Un
tournant brusque du gouvernement nord-américain en Syrie qui risque
d’avoir d’énormes conséquences au niveau national et international.
Le président Trump a ordonné jeudi soir ses premières frappes en Syrie en représailles d’une attaque chimique, imputée au régime, qui a fait une centaine de morts
et plus de 300 blessés mardi dernier à Khan Cheikhoun. La décision
constitue un revirement spectaculaire dans la politique prônée jusque-là
par le nouveau président et son gouvernement dans le dossier syrien.
Alors que la nouvelle administration laissait sous-entendre seulement quelques jours plus tôt que le départ du dictateur Bachar al-Assad n’était plus une priorité,
l’attaque à l’arme chimique, imputée au régime d’Assad, lui aurait fait
changer d’avis. Cinquante-neuf missiles Tomahawk, lancés depuis deux
vaisseaux de guerre stationnés en Mer Méditerranéenne, ont frappé un
aéroport militaire du régime d’où auraient décollé les avions impliqués
dans l’attaque de mardi.
Trump et son administration essaient de justifier ces bombardements
avec toute une série de déclarations « compatissantes ». « Ce qu’Assad a
fait est terrible. Ce qui s’est passé en Syrie est une honte pour
l’humanité et il est au pouvoir, donc je pense que quelque chose devrait
se passer » avait déclaré Trump. « Aucun enfant de Dieu ne devrait
avoir à subir une telle horreur » a-t-il poursuivi.
Cette décision n’a pourtant rien à avoir avec la compassion, comme le
montre sa politique d’hostilité à l’égard des réfugiés syriens, en les
interdisant de rentrer aux Etats Unis, en les traitant comme des
terroristes. C’est la décision d’un président affaibli, dont les
premières mesures législatives, comme l’interdiction d’entrée sur le sol
états-unien aux ressortissants de sept pays à majorité musulmane et
l’abrogation de la réforme de santé d’Obama, ont spectaculairement
échoué. C’est la décision d’un président qui est par ailleurs accusé de
s’être coordonné avec le régime de Poutine afin de gagner l’élection
présidentielle. Bombarder la Syrie est un moyen pour Trump d’apparaître
comme indépendant de Poutine, qui n’a pas tardé à réagir vivement en
opposition aux bombardements états-uniens.

Matériel fourni:
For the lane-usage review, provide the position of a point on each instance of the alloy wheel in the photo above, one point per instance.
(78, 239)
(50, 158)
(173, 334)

Objectif A: Selon l'article sur les frappes américaines en Syrie, qu'est-ce qui montre que cette décision n'a rien à voir avec la compassion ? Répondez en une ou deux phrases.
Objectif B: Relevez toutes les données chiffrées que fournit l'article sur les frappes américaines en Syrie.

Réponse complète A: Sa politique d'hostilité à l'égard des réfugiés syriens le montre : il leur interdit l'entrée aux États-Unis et les traite comme des terroristes.

Réponse complète B:
- une centaine de morts
- plus de 300 blessés
- cinquante-neuf missiles Tomahawk
- deux vaisseaux de guerre
- sept pays à majorité musulmane